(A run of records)

++++++++++++++++++++

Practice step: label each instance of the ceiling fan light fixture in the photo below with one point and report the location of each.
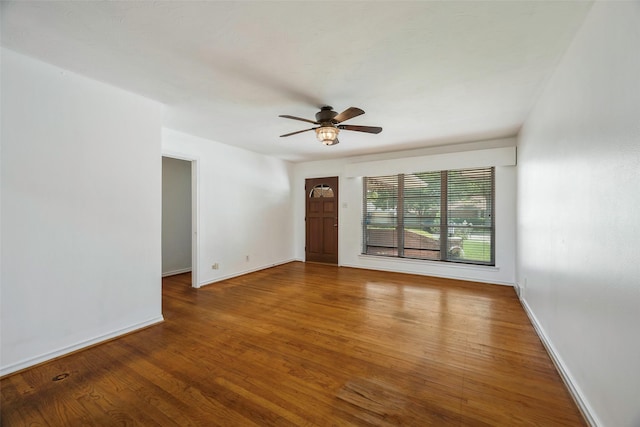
(327, 134)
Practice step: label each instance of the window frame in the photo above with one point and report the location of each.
(445, 226)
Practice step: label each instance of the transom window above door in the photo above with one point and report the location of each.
(321, 190)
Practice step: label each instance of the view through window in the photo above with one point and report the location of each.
(441, 215)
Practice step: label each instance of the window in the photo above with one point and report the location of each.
(442, 216)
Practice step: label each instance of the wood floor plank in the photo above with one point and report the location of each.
(304, 345)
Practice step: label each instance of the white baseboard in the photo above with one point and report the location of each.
(32, 361)
(243, 272)
(174, 272)
(566, 376)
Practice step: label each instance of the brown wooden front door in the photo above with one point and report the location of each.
(322, 220)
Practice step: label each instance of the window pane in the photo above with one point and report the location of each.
(422, 215)
(321, 190)
(470, 215)
(403, 216)
(381, 220)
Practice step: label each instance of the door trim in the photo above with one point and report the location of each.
(195, 212)
(310, 183)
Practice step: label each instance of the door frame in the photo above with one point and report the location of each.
(337, 216)
(195, 212)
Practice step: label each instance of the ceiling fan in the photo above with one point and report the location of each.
(329, 124)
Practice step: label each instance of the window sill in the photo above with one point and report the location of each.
(436, 264)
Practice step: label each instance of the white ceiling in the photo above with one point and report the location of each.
(430, 73)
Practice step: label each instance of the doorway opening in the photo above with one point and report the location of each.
(179, 217)
(321, 200)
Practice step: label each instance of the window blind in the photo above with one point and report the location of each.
(442, 215)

++++++++++++++++++++

Change each "Practice step" in the listing to "Warm-up task" and write out the whole listing again with nothing else altered, leaving the pictures out.

§ **TASK ANSWER**
Warm-up task: label each instance of the ceiling fan light fixture in the photo below with one point and report the location of each.
(327, 134)
Warm-up task: label each instance of the window frame in the photo above with one point and report the location of each.
(445, 226)
Warm-up task: label each instance of the transom window above door in the photo above with one point and report the location of each.
(321, 190)
Warm-up task: label each instance of the view through window in the photo above with one point and report the location of each.
(441, 215)
Warm-up task: label each instance of the window in the photo above with one point and report the location of each.
(442, 216)
Warm-up task: label each instance of the wood floor plank in the photo above with one point and report the location of each.
(304, 345)
Warm-up task: label each instance of the white baseboard in the photo above with one point and report the location of each.
(32, 361)
(243, 272)
(174, 272)
(566, 376)
Warm-up task: label each instance of the brown wooden front door in the photo above with one point and report the location of each.
(322, 220)
Warm-up task: label each instance of the window pane in the photo above with one point and report the location of each.
(422, 215)
(321, 190)
(470, 215)
(403, 216)
(381, 220)
Warm-up task: label each instance of the door trim in the photo above with one point and report the location of each.
(195, 212)
(310, 183)
Warm-up task: label each instance of the door frame in the photo above with one point and report the location of each.
(337, 216)
(195, 212)
Warm-up task: label each instance of the ceiling fan in the photo above with one point and report the location of each.
(329, 124)
Warm-up task: label each instance of the window sill in the photo above with one point and report the location of each.
(436, 264)
Warm-up task: label each instance of the white ceiling in the photo above with one point and report the location of each.
(430, 73)
Warm-up task: label each instance of the doorway opening in the photo above with one point and report the location of each.
(179, 217)
(321, 200)
Warm-up task: label each instance of the window blind in the photo above with one point and report the location of each.
(442, 215)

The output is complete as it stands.